- YOUR TASK
Repeat word for word the part of the text about the Christ Church Hebrew collection, starting with "The Hebrew collection" and going on through "and Polonsky Foundation.".

- READING TEXT

%%

The Hebrew collection of manuscripts is a project in collaboration with the Bodleian Library and was made possible due to the generous support of Christ Church Governing Body, alumni, Rothschild Foundation Hanadiv Europe and Polonsky Foundation.
The Hebrew library at Christ Church is an impressive and unique collection of over 3,000 early printed books and medieval and early modern Hebrew manuscripts. The printed books collection started as a bequest of John Morris (Regius Professor of Hebrew from 1626 to his death in 1648). Asian and Middle Eastern books have been kept together, so the collection is valuable as a whole, offering a precious insight into Hebrew scholarship and preferences. The books cover a wide range of subjects: biblical and rabbinic literature, commentaries and super-commentaries, dictionaries, Jewish law, history, poetry, philosophy, science, Kabbalah, polemical literature and liturgy. The collection of manuscripts was started by a gift from John Fell (1625-1686), Bishop of Oxford and founder of the Oxford University Press. Its codices comprise mainly Sephardi manuscripts on topics ranging from Kabbalah to science and mathematics, by way of Biblical commentary, legal literature, rabbinic responsa and philosophy.

%%

- RECORDED INFORMATION
%%

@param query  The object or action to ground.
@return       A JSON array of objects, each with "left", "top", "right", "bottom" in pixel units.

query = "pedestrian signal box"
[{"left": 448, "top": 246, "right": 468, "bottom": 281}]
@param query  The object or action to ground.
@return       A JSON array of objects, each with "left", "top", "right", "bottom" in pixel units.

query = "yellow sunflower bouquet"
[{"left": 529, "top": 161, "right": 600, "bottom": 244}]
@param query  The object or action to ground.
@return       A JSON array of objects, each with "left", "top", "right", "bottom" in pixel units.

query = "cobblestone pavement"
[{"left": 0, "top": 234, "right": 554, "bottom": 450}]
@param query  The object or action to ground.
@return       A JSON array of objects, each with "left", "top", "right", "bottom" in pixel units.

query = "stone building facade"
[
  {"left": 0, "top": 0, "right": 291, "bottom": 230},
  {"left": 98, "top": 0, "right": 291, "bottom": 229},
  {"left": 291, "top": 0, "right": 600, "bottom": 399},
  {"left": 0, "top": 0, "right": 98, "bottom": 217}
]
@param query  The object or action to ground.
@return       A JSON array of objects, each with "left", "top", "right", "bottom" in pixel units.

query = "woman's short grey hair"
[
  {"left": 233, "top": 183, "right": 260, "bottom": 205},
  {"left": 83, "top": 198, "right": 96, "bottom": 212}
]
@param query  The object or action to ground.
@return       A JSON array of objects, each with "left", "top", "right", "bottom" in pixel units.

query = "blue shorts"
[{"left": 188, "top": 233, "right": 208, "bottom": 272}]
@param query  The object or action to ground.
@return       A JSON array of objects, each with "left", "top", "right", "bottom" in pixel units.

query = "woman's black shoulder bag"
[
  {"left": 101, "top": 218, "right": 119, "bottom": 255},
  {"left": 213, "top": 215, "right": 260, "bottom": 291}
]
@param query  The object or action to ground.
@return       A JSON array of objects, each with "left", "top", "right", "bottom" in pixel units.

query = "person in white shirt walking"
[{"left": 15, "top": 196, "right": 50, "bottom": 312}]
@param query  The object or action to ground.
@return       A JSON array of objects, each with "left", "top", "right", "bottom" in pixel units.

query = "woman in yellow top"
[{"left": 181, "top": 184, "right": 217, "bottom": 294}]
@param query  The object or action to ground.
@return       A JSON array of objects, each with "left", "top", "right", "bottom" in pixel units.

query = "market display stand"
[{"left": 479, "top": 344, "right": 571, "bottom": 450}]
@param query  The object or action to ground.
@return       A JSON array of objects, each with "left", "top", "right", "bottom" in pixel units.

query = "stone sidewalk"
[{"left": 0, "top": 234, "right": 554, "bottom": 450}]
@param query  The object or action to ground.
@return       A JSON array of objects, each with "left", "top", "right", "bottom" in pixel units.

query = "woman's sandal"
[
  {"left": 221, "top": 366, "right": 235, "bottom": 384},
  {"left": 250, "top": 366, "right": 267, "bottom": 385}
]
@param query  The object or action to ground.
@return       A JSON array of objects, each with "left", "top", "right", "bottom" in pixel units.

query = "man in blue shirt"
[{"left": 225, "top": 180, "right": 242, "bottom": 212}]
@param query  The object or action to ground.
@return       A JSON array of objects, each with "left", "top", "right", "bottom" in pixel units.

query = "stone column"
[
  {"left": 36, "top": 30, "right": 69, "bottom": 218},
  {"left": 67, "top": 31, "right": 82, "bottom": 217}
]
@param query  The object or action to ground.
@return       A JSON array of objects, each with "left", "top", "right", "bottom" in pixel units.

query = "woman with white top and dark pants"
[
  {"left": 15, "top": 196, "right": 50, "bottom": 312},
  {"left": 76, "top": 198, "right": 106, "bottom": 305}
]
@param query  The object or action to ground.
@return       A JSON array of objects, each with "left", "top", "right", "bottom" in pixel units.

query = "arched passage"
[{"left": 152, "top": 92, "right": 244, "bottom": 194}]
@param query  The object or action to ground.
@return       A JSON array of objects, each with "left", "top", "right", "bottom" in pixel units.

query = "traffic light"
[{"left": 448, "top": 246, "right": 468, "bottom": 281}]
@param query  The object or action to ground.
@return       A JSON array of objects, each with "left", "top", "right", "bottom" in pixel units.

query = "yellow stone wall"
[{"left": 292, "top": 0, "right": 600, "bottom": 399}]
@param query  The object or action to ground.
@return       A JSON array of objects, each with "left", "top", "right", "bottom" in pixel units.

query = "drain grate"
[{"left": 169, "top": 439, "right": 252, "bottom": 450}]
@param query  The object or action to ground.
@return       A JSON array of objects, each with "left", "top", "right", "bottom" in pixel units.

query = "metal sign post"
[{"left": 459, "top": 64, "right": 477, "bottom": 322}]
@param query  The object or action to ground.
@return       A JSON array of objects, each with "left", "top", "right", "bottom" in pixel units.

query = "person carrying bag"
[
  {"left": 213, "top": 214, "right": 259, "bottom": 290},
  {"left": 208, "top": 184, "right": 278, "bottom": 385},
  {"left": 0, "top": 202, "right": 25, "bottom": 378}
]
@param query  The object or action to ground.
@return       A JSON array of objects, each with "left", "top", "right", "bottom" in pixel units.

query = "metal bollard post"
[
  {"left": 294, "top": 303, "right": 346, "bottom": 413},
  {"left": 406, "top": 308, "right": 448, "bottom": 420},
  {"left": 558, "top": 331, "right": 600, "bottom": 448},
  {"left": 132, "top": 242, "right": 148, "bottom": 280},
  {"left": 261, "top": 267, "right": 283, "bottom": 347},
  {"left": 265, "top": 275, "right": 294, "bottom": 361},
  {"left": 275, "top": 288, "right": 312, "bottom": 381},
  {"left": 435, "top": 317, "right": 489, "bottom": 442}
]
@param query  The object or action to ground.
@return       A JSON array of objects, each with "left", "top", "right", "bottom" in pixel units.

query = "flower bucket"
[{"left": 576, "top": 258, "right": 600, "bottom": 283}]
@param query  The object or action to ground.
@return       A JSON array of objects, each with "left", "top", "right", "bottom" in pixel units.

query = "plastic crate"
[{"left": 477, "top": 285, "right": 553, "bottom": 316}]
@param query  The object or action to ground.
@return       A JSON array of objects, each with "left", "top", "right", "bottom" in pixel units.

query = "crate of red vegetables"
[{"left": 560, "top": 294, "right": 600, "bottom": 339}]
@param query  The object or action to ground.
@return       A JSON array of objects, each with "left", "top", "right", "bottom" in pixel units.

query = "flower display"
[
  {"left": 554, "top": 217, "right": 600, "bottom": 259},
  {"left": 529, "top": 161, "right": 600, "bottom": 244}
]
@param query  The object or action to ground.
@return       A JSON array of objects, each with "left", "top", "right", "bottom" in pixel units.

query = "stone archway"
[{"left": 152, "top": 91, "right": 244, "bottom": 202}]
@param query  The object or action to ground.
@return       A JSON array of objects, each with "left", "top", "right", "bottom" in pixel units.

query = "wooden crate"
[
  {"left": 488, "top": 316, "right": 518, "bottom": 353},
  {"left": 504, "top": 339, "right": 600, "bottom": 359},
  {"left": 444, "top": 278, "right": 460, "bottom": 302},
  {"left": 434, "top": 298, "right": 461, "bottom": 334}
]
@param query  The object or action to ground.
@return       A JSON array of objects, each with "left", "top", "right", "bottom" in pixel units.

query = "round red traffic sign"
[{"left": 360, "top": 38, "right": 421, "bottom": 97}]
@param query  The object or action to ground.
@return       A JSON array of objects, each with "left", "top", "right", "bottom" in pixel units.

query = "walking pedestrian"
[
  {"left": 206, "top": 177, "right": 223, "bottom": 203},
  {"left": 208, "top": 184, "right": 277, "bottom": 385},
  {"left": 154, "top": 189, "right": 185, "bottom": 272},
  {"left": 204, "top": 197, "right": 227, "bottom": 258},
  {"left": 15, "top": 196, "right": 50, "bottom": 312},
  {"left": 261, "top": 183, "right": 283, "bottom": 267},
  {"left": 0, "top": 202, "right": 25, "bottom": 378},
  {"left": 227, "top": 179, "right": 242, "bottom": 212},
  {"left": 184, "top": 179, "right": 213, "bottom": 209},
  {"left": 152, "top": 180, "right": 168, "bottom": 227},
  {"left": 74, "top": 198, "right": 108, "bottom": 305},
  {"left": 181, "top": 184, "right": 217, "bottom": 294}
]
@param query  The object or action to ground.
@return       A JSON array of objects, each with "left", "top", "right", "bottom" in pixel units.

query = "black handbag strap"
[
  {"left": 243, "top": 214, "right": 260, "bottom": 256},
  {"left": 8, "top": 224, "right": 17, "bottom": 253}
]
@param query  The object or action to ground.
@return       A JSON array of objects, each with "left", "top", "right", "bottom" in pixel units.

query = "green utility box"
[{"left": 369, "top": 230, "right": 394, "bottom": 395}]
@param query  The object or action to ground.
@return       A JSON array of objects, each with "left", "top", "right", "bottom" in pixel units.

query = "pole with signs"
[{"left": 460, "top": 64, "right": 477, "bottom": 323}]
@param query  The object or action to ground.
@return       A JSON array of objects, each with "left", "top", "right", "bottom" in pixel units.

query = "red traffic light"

%%

- TASK RESPONSE
The Hebrew collection of manuscripts is a project in collaboration with the Bodleian Library and was made possible due to the generous support of Christ Church Governing Body, alumni, Rothschild Foundation Hanadiv Europe and Polonsky Foundation.